(Stored dataset items)
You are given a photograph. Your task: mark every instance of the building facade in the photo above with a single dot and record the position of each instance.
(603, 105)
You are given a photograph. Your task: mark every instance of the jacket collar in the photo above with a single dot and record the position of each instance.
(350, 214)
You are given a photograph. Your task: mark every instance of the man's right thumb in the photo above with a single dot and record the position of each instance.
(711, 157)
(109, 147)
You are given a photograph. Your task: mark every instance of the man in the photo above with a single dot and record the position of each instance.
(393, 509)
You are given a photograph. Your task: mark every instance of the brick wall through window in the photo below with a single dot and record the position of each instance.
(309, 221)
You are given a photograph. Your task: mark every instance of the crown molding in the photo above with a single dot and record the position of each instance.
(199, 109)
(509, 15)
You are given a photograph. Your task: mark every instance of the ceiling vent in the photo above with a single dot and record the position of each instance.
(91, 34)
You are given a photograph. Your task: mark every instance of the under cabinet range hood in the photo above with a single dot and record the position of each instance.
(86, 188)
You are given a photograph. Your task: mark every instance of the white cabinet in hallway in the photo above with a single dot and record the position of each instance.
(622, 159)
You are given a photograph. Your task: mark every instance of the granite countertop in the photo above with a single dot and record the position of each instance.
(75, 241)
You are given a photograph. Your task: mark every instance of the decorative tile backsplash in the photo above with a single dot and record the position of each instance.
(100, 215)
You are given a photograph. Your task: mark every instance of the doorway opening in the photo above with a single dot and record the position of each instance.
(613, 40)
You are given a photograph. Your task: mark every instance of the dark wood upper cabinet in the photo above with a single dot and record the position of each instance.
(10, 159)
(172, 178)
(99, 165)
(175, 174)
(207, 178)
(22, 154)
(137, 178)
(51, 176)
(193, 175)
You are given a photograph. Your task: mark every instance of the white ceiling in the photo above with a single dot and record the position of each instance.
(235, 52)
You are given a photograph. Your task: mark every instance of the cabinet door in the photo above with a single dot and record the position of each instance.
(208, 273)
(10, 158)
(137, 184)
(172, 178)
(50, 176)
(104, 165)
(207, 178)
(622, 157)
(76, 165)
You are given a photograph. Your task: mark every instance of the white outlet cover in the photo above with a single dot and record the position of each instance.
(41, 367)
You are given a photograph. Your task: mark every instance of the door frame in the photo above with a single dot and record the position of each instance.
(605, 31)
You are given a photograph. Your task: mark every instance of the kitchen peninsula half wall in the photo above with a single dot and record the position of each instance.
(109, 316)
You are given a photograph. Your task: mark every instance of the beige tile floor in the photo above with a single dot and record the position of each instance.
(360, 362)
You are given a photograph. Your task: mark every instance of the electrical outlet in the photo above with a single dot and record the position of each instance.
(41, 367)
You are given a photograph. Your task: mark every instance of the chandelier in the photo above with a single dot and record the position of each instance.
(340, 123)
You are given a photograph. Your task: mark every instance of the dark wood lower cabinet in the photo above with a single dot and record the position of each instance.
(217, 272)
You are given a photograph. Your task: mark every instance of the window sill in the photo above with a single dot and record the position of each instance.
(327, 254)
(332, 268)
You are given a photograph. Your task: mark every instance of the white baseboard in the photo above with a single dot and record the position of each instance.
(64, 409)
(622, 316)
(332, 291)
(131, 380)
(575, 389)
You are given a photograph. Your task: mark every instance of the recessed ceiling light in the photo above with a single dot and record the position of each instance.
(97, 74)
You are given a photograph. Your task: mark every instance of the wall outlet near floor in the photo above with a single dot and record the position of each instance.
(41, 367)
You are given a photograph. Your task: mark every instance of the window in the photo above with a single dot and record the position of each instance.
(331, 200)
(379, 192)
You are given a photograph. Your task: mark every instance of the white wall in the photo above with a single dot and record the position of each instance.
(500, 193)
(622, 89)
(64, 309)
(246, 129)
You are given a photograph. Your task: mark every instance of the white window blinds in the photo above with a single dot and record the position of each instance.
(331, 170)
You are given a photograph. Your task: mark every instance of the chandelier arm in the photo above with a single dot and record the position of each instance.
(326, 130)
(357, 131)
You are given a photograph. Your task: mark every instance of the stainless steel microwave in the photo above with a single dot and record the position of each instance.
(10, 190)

- **What is needed**
Output, exactly and with no other text, the line that contains "the white baseboard" and all lines from there to the end of the records.

- **Exercise result**
You are given a photograph. Your task: mark every instance of the white baseboard in the photo above with a single dot and record the position of each instance.
(64, 409)
(622, 316)
(332, 291)
(131, 380)
(575, 389)
You are given a photograph. Your task: mark every instance of the recessed ceiling light in the photo above with a single dot and record the position of each instance.
(97, 74)
You are given a photograph. Your task: mark every instance of the wall outlet near floor in the photo above with a single dot and record the position of each instance.
(41, 367)
You are given a photograph. Your task: mark every instance of the window in the photo above with a single dot and record the position of each instance.
(331, 200)
(379, 192)
You are given a photograph. Your task: mark every instance of the white wall in the photo above with a single dot and record the position of each instance.
(500, 193)
(622, 89)
(64, 309)
(246, 129)
You are given a photograph. Your task: mark every instance of the white window blinds in the photo above with a single dot and record the position of each instance.
(331, 170)
You are given a photograph. Your task: mark every instance of the chandelier arm in the photo above with a single dot and record the position of each instance.
(326, 130)
(357, 131)
You are given a photograph. Your task: mark every instance of the stainless steel microwave in the photo above with a single dot and record the position of each instance.
(10, 190)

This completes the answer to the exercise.